Ou seja, se um fiscal da Anatel chega a uma pequena cidade e constata que existem ali três retransmissoras de TV funcionando sem licença, é lavrado um auto de infração e elas ganham um prazo de dois anos e meio para se legalizar, contados a partir do momento em que recebem a notificação da Anatel.
A mudança de posição do governo pôs em cheque o rótulo de TV pirata e criou uma nova categoria de empresa, ainda não tipificada: a da autorizada sem outorga.
O aditivo ao acordo de cooperação assinado em novembro de 2014 tem prazo de validade de quatro anos. Ou seja, a convivência com as “semipiratas” pode continuar até novembro de 2018, quando ocorrerá nova eleição para deputados, governadores, senadores e presidente da República.
Rolinha e jacu
Causa surpresa o fato de o governo ter definido uma política pública, por um acordo técnico entre o Ministério das Comunicações e a Anatel, com tal potencial de impacto no mercado. No documento – assinado pelo ex-ministro Paulo Bernardo, pelo presidente da Anatel, João Rezende, e pelo ex-conselheiro da agência Jarbas Valente –, o governo justifica a liberalização com o argumento de que a TV aberta é relevante para a população de baixa renda.
Ex-dirigentes da Anatel contam que a decisão foi tomada diante do quadro constatado no interior de Minas Gerais. Em 2012, o Ministério das Comunicações criou uma força-tarefa para regularizar todas as retransmissoras de TV com pendências de documentação.
O processo começou por Minas Gerais e se estendeu a São Paulo, Bahia, Pernambuco e aos Estados do Sul. Com maior número de municípios, Minas tinha a situação mais caótica. Se a Anatel fechasse todas as retransmissoras de TV sem outorga, centenas de pequenos municípios de Minas ficariam sem acesso à televisão aberta.
Ao liberar o funcionamento das retransmissoras sem outorga, para preservar as repetidoras de sinal de TV em grande parte do país, o governo acabou beneficiando especialmente as retransmissoras da Amazônia Legal – que, como têm status diferenciado e geram programação local, são mais cobiçadas por políticos e empresários. Na expressão de um radiodifusor da Amazônia, “o governo atirou numa rolinha e acertou num jacu”.
Rede Meio Norte
A cidade maranhense de Bacabal é um exemplo do fenômeno descrito acima. Duas retransmissoras sem outorga foram inauguradas na cidade em 2015: o canal 47, repetidor da RedeTV, e o canal 9, que tem programação da Rede Meio Norte. A segunda entrou no ar em agosto e pertence ao empresário e deputado estadual José Carlos Nobre Florêncio, do Partido Humanista da Solidariedade. O filho dele, Florêncio Neto, é pré-candidato a prefeito de Bacabal nas eleições deste ano.

◆ ◆ ◆ ◆

_PEDIDO 1_: Indique se cada afirmação está de acordo com o trecho sobre retransmissoras de TV, respondendo sim ou não e citando as palavras do trecho que decidem: (a) o aditivo ao acordo de cooperação tem validade de quatro anos; (b) a força-tarefa do Ministério das Comunicações foi criada em 2014; (c) as retransmissoras sem licença recebem prazo de dois anos para se legalizar.

_DADOS DO EXERCÍCIO_:
◆ ◆ ◆ ◆

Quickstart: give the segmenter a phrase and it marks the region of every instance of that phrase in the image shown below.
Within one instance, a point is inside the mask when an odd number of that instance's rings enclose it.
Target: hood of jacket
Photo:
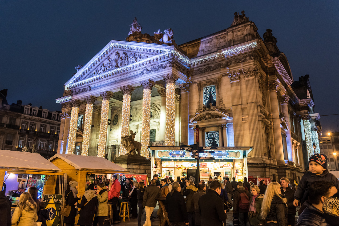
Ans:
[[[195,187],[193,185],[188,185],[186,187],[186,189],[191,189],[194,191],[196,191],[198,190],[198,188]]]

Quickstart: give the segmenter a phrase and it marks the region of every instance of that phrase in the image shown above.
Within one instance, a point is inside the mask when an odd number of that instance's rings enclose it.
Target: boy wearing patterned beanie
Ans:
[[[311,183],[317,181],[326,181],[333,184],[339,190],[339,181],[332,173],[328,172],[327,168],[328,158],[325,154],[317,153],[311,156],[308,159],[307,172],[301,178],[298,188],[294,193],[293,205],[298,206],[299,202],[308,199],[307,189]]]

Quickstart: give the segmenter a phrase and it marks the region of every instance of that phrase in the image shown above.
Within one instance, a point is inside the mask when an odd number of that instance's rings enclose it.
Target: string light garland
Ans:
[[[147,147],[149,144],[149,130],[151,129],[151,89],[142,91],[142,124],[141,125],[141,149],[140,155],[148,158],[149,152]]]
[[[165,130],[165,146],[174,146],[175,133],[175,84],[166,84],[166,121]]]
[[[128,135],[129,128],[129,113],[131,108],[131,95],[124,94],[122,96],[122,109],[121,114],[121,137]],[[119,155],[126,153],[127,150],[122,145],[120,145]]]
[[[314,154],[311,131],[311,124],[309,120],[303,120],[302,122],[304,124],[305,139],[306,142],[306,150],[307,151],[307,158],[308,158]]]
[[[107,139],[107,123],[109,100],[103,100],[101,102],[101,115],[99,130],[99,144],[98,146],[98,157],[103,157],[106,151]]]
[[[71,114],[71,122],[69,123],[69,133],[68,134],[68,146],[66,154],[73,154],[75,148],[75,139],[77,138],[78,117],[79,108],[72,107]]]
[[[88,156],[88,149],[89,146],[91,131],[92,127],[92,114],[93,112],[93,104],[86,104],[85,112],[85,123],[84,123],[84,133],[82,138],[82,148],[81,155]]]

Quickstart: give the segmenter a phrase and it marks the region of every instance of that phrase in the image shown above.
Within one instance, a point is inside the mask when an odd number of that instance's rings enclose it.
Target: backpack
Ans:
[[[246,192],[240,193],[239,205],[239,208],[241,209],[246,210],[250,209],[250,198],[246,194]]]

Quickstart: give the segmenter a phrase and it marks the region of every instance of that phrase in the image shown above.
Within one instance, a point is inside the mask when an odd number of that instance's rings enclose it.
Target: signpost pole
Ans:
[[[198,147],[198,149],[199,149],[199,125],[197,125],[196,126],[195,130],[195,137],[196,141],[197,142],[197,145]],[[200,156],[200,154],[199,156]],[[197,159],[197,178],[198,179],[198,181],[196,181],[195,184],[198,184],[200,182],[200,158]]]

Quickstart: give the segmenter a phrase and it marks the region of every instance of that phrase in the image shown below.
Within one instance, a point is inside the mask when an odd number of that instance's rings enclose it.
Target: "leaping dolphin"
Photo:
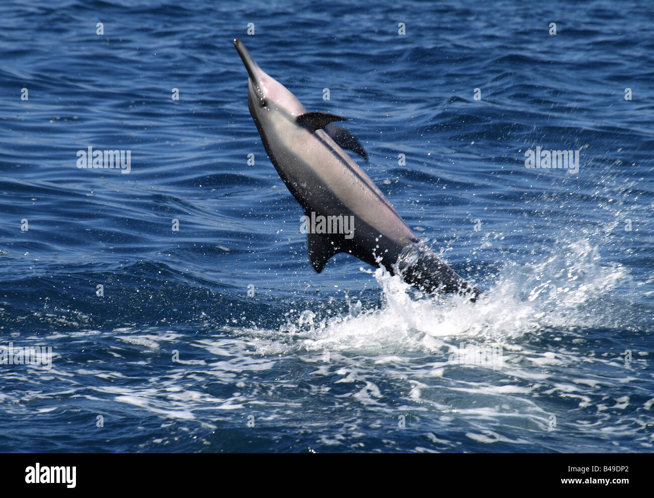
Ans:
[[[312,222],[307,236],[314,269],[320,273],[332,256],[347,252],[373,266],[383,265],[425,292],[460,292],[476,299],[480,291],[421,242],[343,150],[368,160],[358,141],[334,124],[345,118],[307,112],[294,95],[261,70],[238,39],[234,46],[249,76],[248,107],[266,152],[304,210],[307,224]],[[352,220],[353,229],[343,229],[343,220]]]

◆ ◆ ◆ ◆

_PEDIDO 2_: Extraia das entradas todas as linhas em que aparece a palavra "Target".

_RESPOSTA 1_:
(a) Sim: "tem prazo de validade de quatro anos".
(b) Não: "Em 2012, o Ministério das Comunicações criou uma força-tarefa".
(c) Não: "elas ganham um prazo de dois anos e meio para se legalizar".

_RESPOSTA 2_:
Target: hood of jacket
Target: boy wearing patterned beanie
Target: string light garland
Target: backpack
Target: signpost pole
Target: "leaping dolphin"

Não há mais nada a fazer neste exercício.